## WHAT THE TASK REQUIRES
Reproduce word for word the part of the address-grouping question that runs from "I would like" up to and including "two text strings...".

## SOURCE TEXT
— Begin —

1

I have a dataset that has three fields: an address, the numbers stripped from the address, and the letters stripped from the address.

IF OBJECT_ID ('tempdb..#addresses') IS NOT NULL
DROP TABLE #addresses

create table #addresses (
    address_numbers varchar(50),
    address_all varchar(100),
    address_letters varchar(100)
)

insert into #addresses
values ('12345678','123 Something Rd, Somewhere NY 45678', 'SOMETHINGRDSOMEWHERENY'),
       ('12345678','123 Something Road, Somewhere NY 45678', 'SOMETHINGROADSOMEWHERENY'),
       ('23445678','234 Something Road, Somewhere NY 45678', 'SOMETHINGROADSOMEWHERENY')

I would like to find groups of addresses by similarity within the same stripped numbers. I know how to find the similarity between two text strings...

select *
from #addresses a
left outer join #addresses b on a.address_numbers = b.address_numbers and MDS_DB.MDQ.SIMILARITY(a.address_letters ,b.address_letters , 2, 0, .90) >= .90

...but I'm not sure how to assign an exemplar/grouping code to each address in the original data. The desired results looks like this:

IF OBJECT_ID ('tempdb..#addresses_desired_result') IS NOT NULL
DROP TABLE #addresses_desired_result

create table #addresses_desired_result (
    address_numbers varchar(50),
    address_all varchar(100),
    address_letters varchar(100),
    address_group varchar(100)
)

insert into #addresses_desired_result
values ('12345678','123 Something Rd, Somewhere NY 45678', 'SOMETHINGRDSOMEWHERENY', '123 Something Rd, Somewhere NY 45678'),
       ('12345678','123 Something Road, Somewhere NY 45678', 'SOMETHINGROADSOMEWHERENY', '123 Something Rd, Somewhere NY 45678'),
       ('23445678','234 Something Road, Somewhere NY 45678', 'SOMETHINGROADSOMEWHERENY', '234 Something Road, Somewhere NY 45678')

select *
from #addresses_desired_result

address_group could be one of the addresses within the group, or it could just be an integer. The goal is to join the distinct list of addresses and exemplars back to a much larger transaction table and group records by the exemplar/group number.

How do I assign an exemplar address/group number to each group of similar addresses within the same stripped numbers?

— End —

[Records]
— Begin —

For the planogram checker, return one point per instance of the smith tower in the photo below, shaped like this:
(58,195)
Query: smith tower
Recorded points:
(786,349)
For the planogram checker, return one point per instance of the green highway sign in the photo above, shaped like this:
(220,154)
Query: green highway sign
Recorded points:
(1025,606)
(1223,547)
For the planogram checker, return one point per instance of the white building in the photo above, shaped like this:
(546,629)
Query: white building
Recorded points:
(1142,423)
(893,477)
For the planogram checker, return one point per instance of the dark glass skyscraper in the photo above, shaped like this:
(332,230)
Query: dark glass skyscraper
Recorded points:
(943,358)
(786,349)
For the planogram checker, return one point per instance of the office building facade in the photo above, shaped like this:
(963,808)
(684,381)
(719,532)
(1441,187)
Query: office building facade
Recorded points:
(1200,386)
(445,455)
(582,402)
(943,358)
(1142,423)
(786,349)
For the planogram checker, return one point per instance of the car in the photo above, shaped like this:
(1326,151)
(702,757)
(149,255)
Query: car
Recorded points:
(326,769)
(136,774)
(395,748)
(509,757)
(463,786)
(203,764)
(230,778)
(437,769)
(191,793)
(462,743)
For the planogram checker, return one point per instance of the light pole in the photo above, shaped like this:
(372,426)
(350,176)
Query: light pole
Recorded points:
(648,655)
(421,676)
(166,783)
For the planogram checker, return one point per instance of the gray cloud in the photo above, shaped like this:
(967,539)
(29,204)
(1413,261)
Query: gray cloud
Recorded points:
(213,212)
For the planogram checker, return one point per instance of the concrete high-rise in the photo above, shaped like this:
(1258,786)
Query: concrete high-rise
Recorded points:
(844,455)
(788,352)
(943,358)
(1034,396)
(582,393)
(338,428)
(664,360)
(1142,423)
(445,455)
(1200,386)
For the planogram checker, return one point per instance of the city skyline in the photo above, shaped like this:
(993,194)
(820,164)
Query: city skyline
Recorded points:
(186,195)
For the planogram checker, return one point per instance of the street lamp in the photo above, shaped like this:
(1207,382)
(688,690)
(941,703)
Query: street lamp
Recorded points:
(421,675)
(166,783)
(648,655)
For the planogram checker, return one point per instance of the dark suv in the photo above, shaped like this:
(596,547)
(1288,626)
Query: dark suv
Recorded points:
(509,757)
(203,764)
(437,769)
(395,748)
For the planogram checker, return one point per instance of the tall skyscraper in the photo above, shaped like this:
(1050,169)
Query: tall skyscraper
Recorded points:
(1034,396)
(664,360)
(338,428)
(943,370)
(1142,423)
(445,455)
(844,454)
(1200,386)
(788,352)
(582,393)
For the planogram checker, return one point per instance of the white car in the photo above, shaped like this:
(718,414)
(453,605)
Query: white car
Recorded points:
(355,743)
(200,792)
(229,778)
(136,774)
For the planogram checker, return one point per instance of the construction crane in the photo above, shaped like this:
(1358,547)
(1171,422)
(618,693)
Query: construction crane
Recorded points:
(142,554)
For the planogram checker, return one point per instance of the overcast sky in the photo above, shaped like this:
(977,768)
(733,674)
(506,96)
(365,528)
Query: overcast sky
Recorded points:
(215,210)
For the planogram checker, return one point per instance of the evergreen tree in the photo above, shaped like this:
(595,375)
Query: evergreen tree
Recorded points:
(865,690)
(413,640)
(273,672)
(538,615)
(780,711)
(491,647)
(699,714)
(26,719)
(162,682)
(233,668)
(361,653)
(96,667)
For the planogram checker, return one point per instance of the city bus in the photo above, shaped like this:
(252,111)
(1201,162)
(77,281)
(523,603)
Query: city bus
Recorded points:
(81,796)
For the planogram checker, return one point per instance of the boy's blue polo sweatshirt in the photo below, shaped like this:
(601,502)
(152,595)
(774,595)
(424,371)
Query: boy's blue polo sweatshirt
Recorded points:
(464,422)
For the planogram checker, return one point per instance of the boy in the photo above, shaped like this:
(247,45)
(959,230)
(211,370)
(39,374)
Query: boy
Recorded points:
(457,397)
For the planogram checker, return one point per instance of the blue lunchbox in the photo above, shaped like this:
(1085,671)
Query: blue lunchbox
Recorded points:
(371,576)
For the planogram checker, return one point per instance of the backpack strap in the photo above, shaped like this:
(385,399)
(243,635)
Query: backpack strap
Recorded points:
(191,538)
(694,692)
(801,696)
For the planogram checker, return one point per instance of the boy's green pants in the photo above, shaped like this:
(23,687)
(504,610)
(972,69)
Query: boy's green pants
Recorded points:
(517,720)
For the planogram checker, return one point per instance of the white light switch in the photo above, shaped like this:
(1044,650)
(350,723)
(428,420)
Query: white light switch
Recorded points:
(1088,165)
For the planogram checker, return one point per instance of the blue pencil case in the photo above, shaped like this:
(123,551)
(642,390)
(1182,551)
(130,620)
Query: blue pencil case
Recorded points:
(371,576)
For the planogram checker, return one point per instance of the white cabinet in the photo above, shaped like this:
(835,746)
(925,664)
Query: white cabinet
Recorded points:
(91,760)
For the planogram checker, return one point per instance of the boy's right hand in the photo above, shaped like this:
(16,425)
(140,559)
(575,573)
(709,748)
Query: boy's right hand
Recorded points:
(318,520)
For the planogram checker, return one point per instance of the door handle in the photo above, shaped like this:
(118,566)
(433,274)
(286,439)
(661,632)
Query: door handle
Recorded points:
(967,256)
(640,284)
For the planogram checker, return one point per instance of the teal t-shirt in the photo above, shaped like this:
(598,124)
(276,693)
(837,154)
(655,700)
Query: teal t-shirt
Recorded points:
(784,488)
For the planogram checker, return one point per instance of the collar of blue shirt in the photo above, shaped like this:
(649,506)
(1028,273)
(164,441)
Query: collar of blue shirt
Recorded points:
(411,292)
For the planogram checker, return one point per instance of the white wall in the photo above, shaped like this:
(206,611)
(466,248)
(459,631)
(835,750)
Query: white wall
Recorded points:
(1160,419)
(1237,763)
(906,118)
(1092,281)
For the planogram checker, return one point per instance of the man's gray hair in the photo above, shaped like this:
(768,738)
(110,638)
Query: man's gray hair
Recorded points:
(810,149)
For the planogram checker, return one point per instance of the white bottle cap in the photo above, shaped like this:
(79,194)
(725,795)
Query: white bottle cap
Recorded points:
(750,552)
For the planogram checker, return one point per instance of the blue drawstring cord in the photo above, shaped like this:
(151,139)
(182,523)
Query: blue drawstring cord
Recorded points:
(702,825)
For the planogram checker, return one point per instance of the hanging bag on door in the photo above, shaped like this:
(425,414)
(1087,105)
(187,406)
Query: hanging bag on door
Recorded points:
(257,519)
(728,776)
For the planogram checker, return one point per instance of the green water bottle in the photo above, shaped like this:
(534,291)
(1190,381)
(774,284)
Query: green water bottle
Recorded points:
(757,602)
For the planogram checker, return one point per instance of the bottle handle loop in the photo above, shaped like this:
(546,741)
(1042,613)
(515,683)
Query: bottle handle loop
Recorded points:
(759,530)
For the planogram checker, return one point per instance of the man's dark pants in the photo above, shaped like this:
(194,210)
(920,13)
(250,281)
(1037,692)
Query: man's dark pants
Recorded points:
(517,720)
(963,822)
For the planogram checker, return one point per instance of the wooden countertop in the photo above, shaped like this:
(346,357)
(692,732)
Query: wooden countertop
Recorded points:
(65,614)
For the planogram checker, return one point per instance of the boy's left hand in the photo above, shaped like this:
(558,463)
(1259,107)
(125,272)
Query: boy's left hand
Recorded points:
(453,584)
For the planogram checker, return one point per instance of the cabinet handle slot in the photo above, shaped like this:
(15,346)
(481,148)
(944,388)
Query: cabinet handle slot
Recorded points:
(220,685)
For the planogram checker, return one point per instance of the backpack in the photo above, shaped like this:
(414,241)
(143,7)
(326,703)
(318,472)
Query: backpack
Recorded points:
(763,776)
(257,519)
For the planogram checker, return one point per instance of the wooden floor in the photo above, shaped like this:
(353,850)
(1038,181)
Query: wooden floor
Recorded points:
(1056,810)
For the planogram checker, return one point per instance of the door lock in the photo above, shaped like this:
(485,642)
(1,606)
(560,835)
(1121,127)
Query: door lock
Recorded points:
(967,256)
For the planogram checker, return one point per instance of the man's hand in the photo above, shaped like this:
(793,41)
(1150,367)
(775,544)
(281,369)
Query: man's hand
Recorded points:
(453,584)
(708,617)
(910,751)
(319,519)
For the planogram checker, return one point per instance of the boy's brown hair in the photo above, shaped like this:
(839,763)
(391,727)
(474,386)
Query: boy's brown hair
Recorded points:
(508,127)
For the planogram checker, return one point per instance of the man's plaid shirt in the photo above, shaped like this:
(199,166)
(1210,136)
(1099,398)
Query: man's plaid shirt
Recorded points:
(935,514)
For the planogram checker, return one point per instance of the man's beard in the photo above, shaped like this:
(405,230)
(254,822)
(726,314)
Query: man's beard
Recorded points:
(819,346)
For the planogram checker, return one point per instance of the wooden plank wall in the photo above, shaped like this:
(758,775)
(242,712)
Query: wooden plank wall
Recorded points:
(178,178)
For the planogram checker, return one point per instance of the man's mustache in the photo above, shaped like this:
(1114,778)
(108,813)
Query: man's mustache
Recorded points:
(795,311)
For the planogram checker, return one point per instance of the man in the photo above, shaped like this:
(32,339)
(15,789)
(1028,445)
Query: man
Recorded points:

— End —

## REPLY
I would like to find groups of addresses by similarity within the same stripped numbers. I know how to find the similarity between two text strings...